Image point grounding data
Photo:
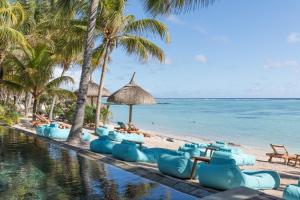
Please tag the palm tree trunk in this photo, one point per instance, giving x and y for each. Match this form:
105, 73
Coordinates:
100, 90
55, 97
34, 109
26, 104
76, 129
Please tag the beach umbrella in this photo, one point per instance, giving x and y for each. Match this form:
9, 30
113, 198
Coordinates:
92, 93
131, 94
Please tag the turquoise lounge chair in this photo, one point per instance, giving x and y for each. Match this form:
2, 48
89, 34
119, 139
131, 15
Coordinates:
193, 149
128, 151
241, 159
154, 154
102, 145
102, 131
175, 165
54, 132
119, 137
224, 174
292, 192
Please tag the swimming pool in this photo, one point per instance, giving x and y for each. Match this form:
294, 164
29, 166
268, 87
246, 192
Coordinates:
35, 169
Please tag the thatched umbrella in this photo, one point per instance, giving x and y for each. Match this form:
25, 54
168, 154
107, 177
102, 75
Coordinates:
92, 92
131, 94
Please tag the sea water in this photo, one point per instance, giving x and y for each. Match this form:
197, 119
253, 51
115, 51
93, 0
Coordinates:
256, 122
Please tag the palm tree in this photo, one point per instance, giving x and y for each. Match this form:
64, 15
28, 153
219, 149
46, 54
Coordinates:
11, 16
165, 7
34, 73
119, 30
153, 6
76, 129
68, 35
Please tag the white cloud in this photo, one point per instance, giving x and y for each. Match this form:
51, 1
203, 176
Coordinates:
280, 64
168, 61
201, 58
294, 37
175, 20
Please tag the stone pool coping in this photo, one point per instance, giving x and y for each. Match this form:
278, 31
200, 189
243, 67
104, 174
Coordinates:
149, 172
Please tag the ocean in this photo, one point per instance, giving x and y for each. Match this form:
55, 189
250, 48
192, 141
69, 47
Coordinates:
254, 122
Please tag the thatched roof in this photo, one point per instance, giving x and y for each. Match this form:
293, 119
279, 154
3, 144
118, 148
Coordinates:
93, 90
131, 94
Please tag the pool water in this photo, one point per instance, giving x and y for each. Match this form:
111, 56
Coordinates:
35, 169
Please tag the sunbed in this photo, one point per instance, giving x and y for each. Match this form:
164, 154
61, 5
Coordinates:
279, 151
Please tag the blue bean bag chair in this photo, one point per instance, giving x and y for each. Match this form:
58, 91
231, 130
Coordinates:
153, 154
240, 159
224, 174
192, 149
128, 151
54, 132
40, 130
102, 131
292, 192
86, 136
119, 137
175, 165
102, 145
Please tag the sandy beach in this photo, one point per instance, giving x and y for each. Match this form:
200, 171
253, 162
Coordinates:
288, 174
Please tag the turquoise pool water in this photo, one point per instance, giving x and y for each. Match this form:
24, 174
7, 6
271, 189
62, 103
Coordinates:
34, 169
246, 121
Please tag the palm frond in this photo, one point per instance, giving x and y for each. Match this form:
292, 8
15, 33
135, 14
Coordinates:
11, 35
163, 7
60, 80
146, 26
143, 48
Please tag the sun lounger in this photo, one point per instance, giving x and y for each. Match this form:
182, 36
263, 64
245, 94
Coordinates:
279, 151
292, 192
178, 166
102, 145
224, 174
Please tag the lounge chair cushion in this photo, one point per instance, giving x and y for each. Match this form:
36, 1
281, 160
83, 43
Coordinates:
54, 132
240, 159
118, 137
291, 192
40, 130
227, 175
153, 154
192, 149
177, 166
128, 151
101, 131
102, 145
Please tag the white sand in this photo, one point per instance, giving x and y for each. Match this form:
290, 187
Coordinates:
289, 174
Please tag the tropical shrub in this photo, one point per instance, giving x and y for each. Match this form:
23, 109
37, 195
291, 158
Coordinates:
9, 114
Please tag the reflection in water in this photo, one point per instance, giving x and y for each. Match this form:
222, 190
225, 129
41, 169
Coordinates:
34, 169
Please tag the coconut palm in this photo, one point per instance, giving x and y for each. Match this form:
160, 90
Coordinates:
74, 136
124, 31
163, 7
11, 16
34, 73
153, 6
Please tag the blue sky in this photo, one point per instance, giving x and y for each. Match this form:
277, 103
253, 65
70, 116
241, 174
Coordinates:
230, 49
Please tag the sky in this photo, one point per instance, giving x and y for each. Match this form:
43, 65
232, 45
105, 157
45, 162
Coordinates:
237, 48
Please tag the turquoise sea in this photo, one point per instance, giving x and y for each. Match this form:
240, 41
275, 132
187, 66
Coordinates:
257, 122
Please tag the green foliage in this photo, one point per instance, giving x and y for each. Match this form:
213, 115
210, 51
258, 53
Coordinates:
89, 115
9, 114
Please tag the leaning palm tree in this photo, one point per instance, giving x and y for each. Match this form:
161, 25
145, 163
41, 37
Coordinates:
124, 31
76, 129
11, 16
34, 73
163, 7
150, 6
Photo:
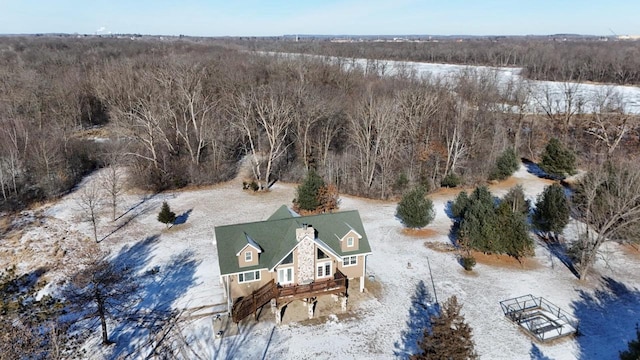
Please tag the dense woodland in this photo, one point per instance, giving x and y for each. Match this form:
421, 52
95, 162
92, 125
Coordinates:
189, 112
553, 58
184, 112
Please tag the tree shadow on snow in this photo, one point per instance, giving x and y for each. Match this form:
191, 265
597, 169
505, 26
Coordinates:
145, 199
535, 169
150, 308
558, 250
235, 346
422, 309
608, 317
182, 218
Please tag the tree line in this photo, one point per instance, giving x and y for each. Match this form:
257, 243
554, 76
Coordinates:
182, 112
614, 62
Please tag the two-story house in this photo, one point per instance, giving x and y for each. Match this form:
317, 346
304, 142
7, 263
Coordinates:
302, 256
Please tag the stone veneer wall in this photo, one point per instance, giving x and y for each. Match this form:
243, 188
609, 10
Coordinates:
306, 255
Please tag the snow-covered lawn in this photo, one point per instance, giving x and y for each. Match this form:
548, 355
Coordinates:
607, 306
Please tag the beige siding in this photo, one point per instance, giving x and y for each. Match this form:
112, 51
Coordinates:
244, 289
343, 242
353, 271
254, 257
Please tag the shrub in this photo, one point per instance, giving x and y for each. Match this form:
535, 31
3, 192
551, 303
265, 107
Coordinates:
451, 180
166, 216
468, 262
401, 183
557, 160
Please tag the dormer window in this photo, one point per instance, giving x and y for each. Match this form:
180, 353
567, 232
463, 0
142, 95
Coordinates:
288, 259
322, 255
350, 241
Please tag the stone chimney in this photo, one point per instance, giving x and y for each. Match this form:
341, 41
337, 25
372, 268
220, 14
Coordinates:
305, 230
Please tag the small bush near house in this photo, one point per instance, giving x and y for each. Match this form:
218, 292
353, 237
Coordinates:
451, 180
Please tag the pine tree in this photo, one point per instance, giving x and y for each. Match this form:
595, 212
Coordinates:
449, 337
307, 198
166, 216
633, 353
478, 221
552, 210
557, 160
415, 210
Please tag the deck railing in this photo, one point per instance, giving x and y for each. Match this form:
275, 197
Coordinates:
337, 284
251, 303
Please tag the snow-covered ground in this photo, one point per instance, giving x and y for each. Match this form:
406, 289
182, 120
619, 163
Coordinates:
384, 322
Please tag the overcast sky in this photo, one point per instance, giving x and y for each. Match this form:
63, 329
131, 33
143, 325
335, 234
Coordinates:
329, 17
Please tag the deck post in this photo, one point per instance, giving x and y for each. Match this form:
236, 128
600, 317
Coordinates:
310, 307
278, 314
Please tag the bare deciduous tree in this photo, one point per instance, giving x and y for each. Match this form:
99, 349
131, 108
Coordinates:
90, 199
112, 181
608, 203
101, 288
609, 120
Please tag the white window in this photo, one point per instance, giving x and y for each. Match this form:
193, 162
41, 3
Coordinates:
285, 276
350, 261
323, 269
249, 276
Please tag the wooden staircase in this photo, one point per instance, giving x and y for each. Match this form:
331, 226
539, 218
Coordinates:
251, 303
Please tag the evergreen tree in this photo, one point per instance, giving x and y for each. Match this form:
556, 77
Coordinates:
501, 229
449, 338
460, 204
478, 223
516, 200
166, 216
307, 194
557, 160
633, 353
512, 232
552, 210
506, 164
415, 210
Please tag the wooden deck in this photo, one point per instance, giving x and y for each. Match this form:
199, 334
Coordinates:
332, 286
284, 295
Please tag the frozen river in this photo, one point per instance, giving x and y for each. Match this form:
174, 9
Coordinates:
549, 95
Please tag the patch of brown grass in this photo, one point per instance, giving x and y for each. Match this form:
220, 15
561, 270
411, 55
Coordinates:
419, 232
439, 246
373, 287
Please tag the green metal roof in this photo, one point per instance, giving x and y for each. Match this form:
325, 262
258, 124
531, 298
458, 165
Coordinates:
276, 236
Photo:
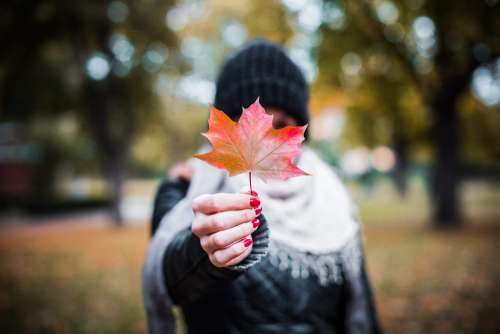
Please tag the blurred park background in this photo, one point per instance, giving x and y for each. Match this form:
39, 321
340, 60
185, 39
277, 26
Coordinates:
99, 98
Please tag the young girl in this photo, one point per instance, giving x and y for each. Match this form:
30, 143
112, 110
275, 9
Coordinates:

» Aim of the exercise: Search the data for the word "snow" and copy each line where it appears.

» The completed task:
Please tag the tree shadow on snow in this photo, one point per instance, giving x and y for each. Match this form:
Please tag the snow-covered lawn in this photo, one point per instance, giving x and y for each. Match this form:
Please tag the snow-covered ground in this photo, one point per instance, giving x and y for each. Match this form:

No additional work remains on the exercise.